▶ _WHAT YOU NEED TO DO_:
[1] In the thread on proving the subspace identity, edit the lines between "1. Proving an" and "of the proof.", inclusive, so that "inner product" becomes "scalar product".
[2] Does each statement below agree with the thread on proving the subspace identity? Answer yes or no for each, and quote the words of the thread that decide it.
(a) The reply calls the first step of the outline hard to show.
(b) The reply says the dimension result in step 4 holds for any subspace W in V.
(c) The first post says its writer knew how to begin the proof.
[3] Extend the thread on proving the subspace identity, starting after its last line.

▶ _TEXT SEGMENT_:

○ ○ ○ ○ ○ ○ ○

1. Proving an identity

Let $\displaystyle S,W$ be subspaces of $\displaystyle V$ where $\displaystyle V$ is a vector space with inner product and $\displaystyle \dim V=n,$ show that $\displaystyle (S\cap W)^\perp=S^\perp+W^\perp.$

No idea how to show this!

2. Originally Posted by Krizalid
Let $\displaystyle S,W$ be subspaces of $\displaystyle V$ where $\displaystyle V$ is a vector space with inner product and $\displaystyle \dim V=n,$ show that $\displaystyle (S\cap W)^\perp=S^\perp+W^\perp.$

No idea how to show this!
Hi-Outlines of the proof.

1. $\displaystyle S^\perp+W^\perp \subseteq (S\cap W)^\perp$
This is easy to show.

2. So if we show that dimension of LHS = dimension of RHS we are done

3. $\displaystyle S^\perp \cap W^\perp = (S + W)^\perp$
This can again be shown easily

4. dim($\displaystyle W$) + dim($\displaystyle W^\perp$) = dim($\displaystyle V$) = $\displaystyle n$
We will use this result directly. This is applicable for any sub-space W in V.

○ ○ ○ ○ ○ ○ ○

▶ _ENTRIES SHOWN_:

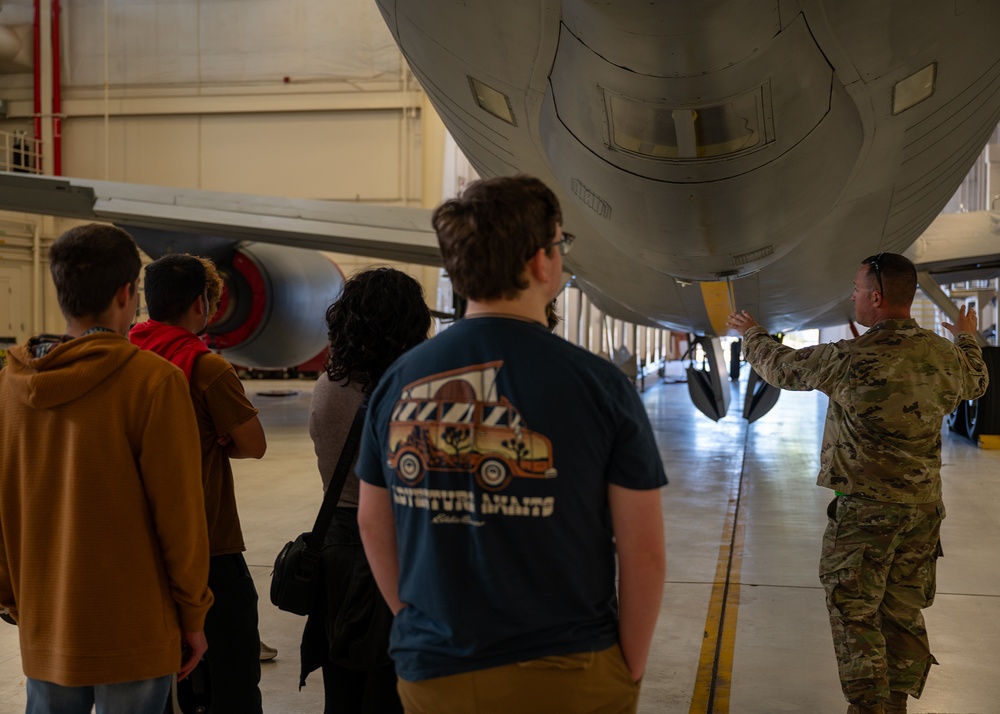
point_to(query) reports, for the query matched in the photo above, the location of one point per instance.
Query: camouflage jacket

○ ○ ○ ○ ○ ○ ○

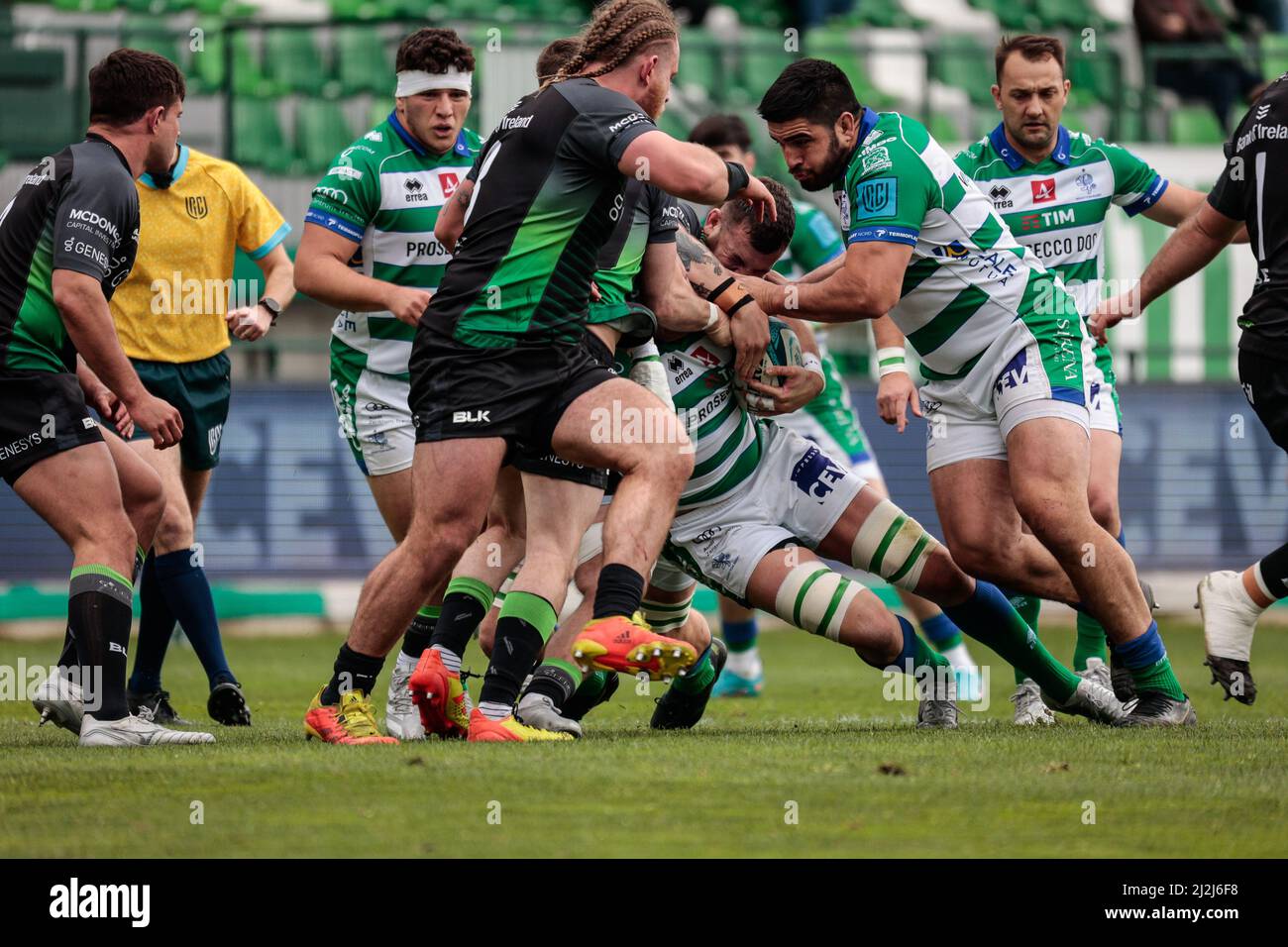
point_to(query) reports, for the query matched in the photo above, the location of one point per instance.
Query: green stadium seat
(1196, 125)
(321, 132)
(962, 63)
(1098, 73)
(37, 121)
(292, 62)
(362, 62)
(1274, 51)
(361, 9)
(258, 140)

○ ○ ○ ○ ○ ○ ○

▶ _OUTPUTS FOR THE TASKS_:
[1]
1. Proving an identity

Let $\displaystyle S,W$ be subspaces of $\displaystyle V$ where $\displaystyle V$ is a vector space with scalar product and $\displaystyle \dim V=n,$ show that $\displaystyle (S\cap W)^\perp=S^\perp+W^\perp.$

No idea how to show this!

2. Originally Posted by Krizalid
Let $\displaystyle S,W$ be subspaces of $\displaystyle V$ where $\displaystyle V$ is a vector space with scalar product and $\displaystyle \dim V=n,$ show that $\displaystyle (S\cap W)^\perp=S^\perp+W^\perp.$

No idea how to show this!
Hi-Outlines of the proof.

[2]
(a) No: "This is easy to show."
(b) Yes: "This is applicable for any sub-space W in V."
(c) No: "No idea how to show this!"

[3]
5. dim($\displaystyle S+W$) = dim($\displaystyle S$) + dim($\displaystyle W$) - dim($\displaystyle S \cap W$)
We will use this result directly. This is applicable for any sub-paces S,W in V.

Let dim($\displaystyle S$) = s, dim($\displaystyle W$)=w, dim($\displaystyle S \cap W$) = i, dim($\displaystyle S+W$) = u
so, $\displaystyle s+w = u+i$

dim($\displaystyle S^\perp+W^\perp$) = dim($\displaystyle S^\perp$)+dim($\displaystyle W^\perp$) - dim($\displaystyle S^\perp \cap W^\perp$)
= $\displaystyle (n-s)+(n-w)-(n-u)$
= $\displaystyle (n-i)$
= dim($\displaystyle (S\cap W)^\perp$)

Hence we are done.